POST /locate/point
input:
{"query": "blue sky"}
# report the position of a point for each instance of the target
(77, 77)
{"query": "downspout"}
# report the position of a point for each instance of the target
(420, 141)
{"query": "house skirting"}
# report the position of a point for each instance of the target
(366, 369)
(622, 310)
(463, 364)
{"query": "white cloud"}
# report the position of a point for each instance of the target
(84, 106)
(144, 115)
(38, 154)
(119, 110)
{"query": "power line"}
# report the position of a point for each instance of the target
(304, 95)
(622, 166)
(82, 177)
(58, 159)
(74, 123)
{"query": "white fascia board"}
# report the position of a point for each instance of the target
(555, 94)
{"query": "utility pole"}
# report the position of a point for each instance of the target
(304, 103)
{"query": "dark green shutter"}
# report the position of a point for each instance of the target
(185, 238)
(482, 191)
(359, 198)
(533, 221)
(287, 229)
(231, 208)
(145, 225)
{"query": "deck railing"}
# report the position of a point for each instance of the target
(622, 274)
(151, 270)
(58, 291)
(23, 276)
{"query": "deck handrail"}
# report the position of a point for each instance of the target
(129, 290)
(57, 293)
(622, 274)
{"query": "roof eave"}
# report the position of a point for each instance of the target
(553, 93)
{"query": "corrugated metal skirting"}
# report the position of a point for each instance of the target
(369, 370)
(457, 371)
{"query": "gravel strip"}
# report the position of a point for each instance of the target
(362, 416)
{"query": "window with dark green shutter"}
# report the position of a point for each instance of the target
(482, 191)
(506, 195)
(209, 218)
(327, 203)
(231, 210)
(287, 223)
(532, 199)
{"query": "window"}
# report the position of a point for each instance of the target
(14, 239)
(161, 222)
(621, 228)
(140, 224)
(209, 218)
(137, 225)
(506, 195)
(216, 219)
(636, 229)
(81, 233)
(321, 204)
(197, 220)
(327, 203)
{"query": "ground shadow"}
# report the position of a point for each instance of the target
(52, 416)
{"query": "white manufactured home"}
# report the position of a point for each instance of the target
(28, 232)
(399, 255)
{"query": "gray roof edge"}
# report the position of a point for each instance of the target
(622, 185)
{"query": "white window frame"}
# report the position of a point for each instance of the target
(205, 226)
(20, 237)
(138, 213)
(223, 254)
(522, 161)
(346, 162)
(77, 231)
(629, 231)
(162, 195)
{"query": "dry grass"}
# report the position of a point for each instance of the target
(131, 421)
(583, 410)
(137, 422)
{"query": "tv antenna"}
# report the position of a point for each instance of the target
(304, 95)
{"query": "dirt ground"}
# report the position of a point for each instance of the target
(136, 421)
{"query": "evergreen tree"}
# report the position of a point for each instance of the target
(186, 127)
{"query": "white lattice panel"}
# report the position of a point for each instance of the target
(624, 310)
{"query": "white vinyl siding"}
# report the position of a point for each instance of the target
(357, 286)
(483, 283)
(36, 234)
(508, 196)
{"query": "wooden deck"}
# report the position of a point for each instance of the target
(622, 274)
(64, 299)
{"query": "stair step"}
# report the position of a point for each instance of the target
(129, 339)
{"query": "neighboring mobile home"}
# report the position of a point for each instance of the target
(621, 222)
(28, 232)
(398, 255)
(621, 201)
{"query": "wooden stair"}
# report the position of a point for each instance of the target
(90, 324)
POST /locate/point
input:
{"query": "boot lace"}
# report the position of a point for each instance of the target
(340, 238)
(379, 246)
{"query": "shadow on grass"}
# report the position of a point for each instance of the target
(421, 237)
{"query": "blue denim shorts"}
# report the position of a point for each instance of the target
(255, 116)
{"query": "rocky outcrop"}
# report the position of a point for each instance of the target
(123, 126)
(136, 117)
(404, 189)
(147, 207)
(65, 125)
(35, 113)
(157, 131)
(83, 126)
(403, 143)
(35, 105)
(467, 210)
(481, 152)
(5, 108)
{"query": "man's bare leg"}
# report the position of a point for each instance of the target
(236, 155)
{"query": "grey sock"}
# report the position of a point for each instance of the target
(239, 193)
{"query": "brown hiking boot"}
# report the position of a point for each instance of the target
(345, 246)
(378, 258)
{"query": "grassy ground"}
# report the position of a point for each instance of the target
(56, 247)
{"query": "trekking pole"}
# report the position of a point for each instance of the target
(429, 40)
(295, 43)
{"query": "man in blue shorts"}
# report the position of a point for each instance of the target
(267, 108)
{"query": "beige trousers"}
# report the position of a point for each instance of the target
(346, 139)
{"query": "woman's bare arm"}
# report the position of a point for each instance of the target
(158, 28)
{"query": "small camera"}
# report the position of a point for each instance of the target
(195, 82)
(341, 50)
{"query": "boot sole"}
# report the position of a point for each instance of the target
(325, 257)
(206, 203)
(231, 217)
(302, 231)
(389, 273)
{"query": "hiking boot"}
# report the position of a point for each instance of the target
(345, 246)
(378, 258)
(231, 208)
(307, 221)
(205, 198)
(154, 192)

++++++++++

Filter the records above, copying each line that contains the word "deck".

Full output:
{"query": "deck railing"}
{"query": "deck handrail"}
{"query": "wooden deck"}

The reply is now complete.